WHAT YOU NEED TO DO –
- 1) In the post on splitting an integral at a point c, what is assumed about c without loss of generality?
- 2) Copy out the post on splitting an integral at a point c, starting at "Suppose that $f$" and ending at "that $U(f,P)-L(f,P)< \epsilon$.".

EXCERPTED PASSAGE –
•••

Let $f:[a,b] \to \mathbb{R}$ bounded and $c \in (a,b)$.Then $f$ is integrable at $[a,b]$ iff $f$ is integrable at $[a,c]$ and $[c,b]$.In this case,we have $\int_a^b f = \int_a^c f + \int_c^b f$.

The proof for the direction $\Rightarrow$ is like that:

Suppose that $f$ is integral.Let $\epsilon>0$.As $f$ is integrable there is a partition $P=\{a=t_0<t_1<...<t_n=b\}$ of $[a,b]$ such that $U(f,P)-L(f,P)< \epsilon$.

The point $c$ is in an interval $[t_i,t_{i+1}]$.Let's suppose,without loss of generality,that $c$ is not a endpoint of $[t_i,t_{i+1}]$.

So,we have the partitions:

$P_{1}=\{a=t_{0}<...<t_i<c\}$ of $[a,c]$ and $P_2={c<t_{i+1}<...<t_{n}=b}$ of $[c,b]$.

Therefore,$U(f,P_1)-L(f,P_1)\overset{1}{=}$$[U(f,P \cup \{c\})-L(f,P \cup \{c\})]-U(f,P_2)-L(f,P_2)$$ \leq U(f,P \cup \{c\})-L(f,P \cup \{c\}) \leq U(f,P)-L(f,P) < \epsilon$

But..how do we get to $\overset{1}{=}..$?? Isn't it $P=P_1 \cup P_2 \cup \{c\}$ ?

•••

MATERIAL PROVIDED –

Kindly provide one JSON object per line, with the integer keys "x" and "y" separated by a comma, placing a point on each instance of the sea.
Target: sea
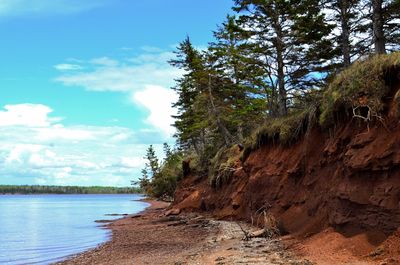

•••

FULL ANSWERS –
- 1) That c is not an endpoint of the interval [t_i, t_{i+1}].

- 2)
Suppose that $f$ is integral.Let $\epsilon>0$.As $f$ is integrable there is a partition $P=\{a=t_0<t_1<...<t_n=b\}$ of $[a,b]$ such that $U(f,P)-L(f,P)< \epsilon$.